EXCERPTED PASSAGE:
She and Scott agree that making home ec a required class is something they’d like to see. “If not a career, the kids need life skills,” says Marzette, who adds that most of the teenagers who come into her classroom do not know how to cook.
Making home ec compulsory is one thing that Alice Lichtenstein, a nutrition scientist at Tufts University and the co-author of a May commentary in the Journal of the American Medical Assn. titled “Bring Back Home Economics Education,” emphasized in a recent telephone conversation.
Lichtenstein cites the alarming rise in pediatric obesity and the poor diets of American adolescents, including an overreliance on packaged and fast food, as major issues of concern.
“I’m just talking about basic cooking skills,” Lichtenstein says. “The only way to really ensure that more kids get this type of instruction is to have it mandatory.”
Mom’s chocolate chip cookies
Total time: 45 minutes, plus cooling time
Servings: Makes 2 dozen cookies.
Note: This recipe comes from my mother, who was a home ec teacher. It’s the one she taught me and my sister, and our friends from high school -- all of whom would gather in our kitchen after school. She added the oatmeal because it was a Quaker school. My mother made these cookies with Crisco and generic bags of chocolate chips. I use unsalted butter and coarsely chopped Valrhona chocolate (71%) for the chocolate chips. These are big cookies; if you want smaller ones, simply decrease the amount of dough spooned out and bake for a shorter period of time.
1 cup (2 sticks) unsalted butter
3/4 cup white sugar
1 cup dark brown sugar
2 teaspoons vanilla extract
2 1/2 cups (10.6 ounces) flour
1 1/4 teaspoons kosher salt
1 teaspoon baking soda
1 cup old-fashioned rolled oats, preferably Quaker
3 cups (14 ounces) semi-sweet chocolate chips or coarsely chopped chocolate
1. Heat the oven to 350 degrees.
2. In the bowl of a standing mixer, mix the butter and sugars on medium speed until very well combined, about 1 minute. Add the eggs, one at a time, and the vanilla and mix until combined.

LISTED RECORDS:
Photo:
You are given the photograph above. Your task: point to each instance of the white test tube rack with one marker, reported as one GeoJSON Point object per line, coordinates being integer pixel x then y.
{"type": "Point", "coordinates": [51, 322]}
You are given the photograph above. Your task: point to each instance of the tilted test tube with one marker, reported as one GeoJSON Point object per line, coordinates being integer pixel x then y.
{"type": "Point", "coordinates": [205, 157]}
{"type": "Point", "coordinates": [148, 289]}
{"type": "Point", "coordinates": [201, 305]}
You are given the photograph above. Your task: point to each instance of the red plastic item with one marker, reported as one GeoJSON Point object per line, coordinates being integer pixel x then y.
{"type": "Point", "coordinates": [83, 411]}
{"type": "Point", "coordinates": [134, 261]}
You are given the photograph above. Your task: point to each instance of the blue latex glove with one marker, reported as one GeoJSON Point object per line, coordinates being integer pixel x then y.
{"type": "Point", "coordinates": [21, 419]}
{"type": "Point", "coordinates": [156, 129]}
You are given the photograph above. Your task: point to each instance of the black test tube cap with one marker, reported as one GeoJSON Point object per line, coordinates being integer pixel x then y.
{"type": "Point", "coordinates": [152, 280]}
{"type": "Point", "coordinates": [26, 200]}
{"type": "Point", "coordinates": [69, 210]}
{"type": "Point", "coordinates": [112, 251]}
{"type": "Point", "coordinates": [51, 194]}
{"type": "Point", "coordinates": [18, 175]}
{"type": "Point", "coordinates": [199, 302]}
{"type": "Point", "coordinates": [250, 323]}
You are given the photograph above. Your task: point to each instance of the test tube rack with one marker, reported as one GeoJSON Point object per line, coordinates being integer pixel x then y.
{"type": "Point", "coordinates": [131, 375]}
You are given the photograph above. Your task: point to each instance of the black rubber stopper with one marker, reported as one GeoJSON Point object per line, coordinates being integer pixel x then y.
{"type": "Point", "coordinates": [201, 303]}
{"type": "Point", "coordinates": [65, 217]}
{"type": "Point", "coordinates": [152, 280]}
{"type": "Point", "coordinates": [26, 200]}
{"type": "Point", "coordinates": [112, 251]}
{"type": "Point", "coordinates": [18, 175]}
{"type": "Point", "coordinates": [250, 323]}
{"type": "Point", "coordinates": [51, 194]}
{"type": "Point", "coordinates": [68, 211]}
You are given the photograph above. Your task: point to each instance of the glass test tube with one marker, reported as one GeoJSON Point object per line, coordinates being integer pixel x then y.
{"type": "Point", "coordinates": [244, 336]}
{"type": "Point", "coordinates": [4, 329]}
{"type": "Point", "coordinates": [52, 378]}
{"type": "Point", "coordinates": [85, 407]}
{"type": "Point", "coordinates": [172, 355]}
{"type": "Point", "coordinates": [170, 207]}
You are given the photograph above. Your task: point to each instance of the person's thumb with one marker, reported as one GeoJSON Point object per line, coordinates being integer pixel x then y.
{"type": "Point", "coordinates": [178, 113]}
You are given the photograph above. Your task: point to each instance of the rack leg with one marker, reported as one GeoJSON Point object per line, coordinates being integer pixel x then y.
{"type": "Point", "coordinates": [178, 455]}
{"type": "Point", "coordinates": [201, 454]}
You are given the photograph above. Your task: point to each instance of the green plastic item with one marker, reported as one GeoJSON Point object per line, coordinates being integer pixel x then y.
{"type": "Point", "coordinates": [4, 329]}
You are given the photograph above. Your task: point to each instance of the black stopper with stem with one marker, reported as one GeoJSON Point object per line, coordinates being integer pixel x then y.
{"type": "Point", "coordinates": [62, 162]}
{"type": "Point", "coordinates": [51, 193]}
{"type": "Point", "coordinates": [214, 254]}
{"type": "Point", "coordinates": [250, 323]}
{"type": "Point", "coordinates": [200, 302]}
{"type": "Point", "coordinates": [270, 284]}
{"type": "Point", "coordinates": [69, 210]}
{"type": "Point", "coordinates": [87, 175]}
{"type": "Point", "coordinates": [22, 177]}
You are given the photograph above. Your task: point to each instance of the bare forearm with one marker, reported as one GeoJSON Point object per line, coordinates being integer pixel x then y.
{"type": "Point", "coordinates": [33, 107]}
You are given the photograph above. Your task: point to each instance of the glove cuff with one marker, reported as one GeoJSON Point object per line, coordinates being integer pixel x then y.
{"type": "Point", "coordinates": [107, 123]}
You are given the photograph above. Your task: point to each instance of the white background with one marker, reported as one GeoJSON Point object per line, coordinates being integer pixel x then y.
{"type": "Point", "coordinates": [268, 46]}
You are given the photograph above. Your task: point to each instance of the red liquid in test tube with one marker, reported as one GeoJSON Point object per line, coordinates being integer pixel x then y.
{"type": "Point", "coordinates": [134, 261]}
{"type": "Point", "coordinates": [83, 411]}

TASKS TO PERFORM:
#1 Reproduce the home economics passage from "Note: This recipe" up to and including "period of time.".
#2 In the home economics passage, why did the mother add oatmeal to her chocolate chip cookies?
Nothing in the entries is needed for what comes next.

EXPECTED RESULTS:
#1
Note: This recipe comes from my mother, who was a home ec teacher. It’s the one she taught me and my sister, and our friends from high school -- all of whom would gather in our kitchen after school. She added the oatmeal because it was a Quaker school. My mother made these cookies with Crisco and generic bags of chocolate chips. I use unsalted butter and coarsely chopped Valrhona chocolate (71%) for the chocolate chips. These are big cookies; if you want smaller ones, simply decrease the amount of dough spooned out and bake for a shorter period of time.

#2 She added it because it was a Quaker school.